Instructions for the task:
Scan the lines below; pull out those with "item".

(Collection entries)
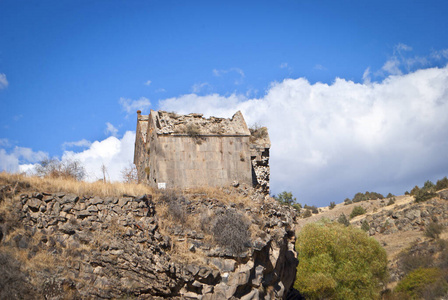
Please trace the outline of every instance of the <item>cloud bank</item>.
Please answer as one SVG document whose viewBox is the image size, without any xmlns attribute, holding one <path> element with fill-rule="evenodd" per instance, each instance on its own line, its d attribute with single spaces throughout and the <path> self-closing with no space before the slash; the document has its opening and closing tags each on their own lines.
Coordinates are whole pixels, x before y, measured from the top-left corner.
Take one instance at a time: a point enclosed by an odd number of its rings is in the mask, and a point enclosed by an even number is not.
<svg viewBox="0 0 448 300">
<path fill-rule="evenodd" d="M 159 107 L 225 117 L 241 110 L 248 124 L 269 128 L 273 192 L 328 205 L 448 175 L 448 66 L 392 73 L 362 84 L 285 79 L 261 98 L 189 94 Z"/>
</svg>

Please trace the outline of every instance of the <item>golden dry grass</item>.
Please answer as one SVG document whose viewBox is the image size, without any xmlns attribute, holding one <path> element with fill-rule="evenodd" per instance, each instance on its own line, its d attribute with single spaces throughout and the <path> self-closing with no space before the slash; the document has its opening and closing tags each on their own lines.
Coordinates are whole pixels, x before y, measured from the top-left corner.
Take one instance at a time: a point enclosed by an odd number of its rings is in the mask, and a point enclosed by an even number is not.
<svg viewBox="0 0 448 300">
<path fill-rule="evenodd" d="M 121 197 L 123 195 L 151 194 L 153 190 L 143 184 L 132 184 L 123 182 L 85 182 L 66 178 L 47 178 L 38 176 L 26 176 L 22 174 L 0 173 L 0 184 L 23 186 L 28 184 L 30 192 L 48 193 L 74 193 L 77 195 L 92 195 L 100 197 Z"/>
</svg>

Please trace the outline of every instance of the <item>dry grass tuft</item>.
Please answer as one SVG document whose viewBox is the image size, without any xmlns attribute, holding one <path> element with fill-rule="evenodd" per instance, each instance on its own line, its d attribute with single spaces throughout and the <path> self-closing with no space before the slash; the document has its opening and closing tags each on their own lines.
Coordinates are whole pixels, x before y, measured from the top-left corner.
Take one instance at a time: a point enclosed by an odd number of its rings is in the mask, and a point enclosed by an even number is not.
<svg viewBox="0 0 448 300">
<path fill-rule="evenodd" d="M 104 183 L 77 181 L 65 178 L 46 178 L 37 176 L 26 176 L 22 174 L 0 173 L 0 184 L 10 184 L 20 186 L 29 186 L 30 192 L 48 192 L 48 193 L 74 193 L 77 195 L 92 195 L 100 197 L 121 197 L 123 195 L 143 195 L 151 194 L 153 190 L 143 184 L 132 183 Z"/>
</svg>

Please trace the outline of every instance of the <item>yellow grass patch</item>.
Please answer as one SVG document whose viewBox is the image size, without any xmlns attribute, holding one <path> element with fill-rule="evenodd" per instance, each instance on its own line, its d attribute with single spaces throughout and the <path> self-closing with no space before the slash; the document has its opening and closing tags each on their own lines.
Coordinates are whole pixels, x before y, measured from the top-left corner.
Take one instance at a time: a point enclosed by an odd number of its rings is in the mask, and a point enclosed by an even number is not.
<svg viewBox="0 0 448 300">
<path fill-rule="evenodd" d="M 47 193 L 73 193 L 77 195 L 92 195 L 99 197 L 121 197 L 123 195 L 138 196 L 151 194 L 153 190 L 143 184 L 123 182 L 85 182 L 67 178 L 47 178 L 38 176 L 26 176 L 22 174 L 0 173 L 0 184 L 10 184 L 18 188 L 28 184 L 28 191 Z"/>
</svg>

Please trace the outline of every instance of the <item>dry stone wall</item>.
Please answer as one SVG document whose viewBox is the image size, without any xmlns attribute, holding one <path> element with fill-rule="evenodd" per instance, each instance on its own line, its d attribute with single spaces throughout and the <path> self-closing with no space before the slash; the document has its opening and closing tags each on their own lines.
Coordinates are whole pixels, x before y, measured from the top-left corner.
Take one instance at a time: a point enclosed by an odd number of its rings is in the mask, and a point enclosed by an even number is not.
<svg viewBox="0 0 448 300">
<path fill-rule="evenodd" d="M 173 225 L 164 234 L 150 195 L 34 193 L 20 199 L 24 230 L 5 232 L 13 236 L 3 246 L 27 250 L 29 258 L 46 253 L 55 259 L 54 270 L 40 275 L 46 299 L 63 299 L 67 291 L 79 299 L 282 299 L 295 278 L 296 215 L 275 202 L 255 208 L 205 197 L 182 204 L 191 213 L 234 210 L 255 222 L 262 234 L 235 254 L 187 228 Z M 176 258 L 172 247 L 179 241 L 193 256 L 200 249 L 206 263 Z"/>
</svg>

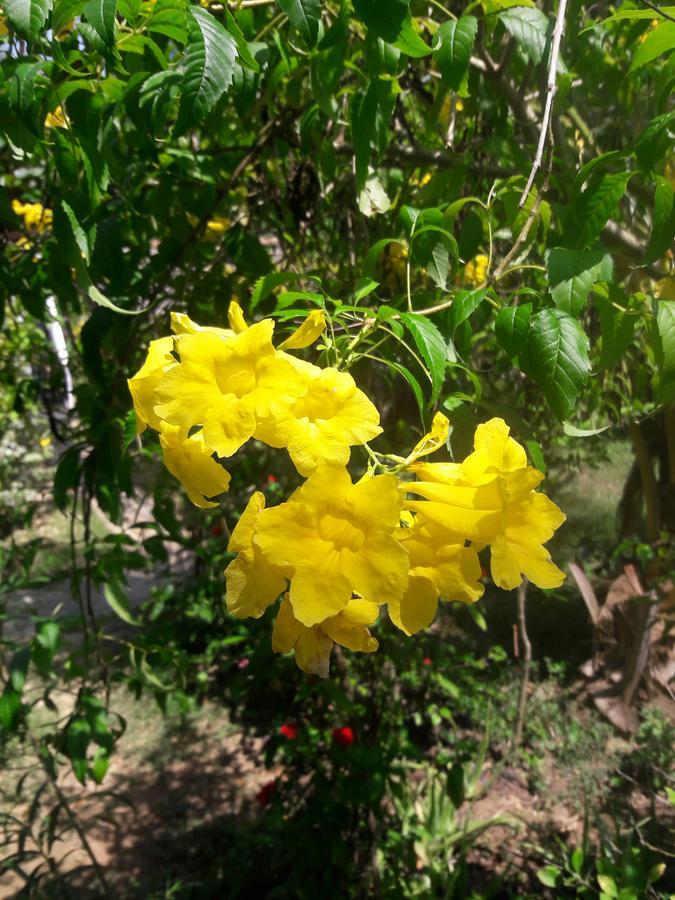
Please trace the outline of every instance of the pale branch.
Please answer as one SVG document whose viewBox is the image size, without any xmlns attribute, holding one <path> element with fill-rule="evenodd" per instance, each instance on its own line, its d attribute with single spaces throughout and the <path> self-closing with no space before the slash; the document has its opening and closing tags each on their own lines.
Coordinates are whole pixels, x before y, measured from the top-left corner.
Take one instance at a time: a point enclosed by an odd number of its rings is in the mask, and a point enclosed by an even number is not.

Written solution:
Please trace the outline of every instance of the <item>cloud bank</item>.
Please trace the outline of every instance of the <item>golden dry grass</item>.
Please trace the outline of every instance of the <item>dry grass tuft</item>.
Please trace the outline of every instance of the <item>yellow grass patch</item>.
Please trace the outline of every instance of the <item>dry stone wall</item>.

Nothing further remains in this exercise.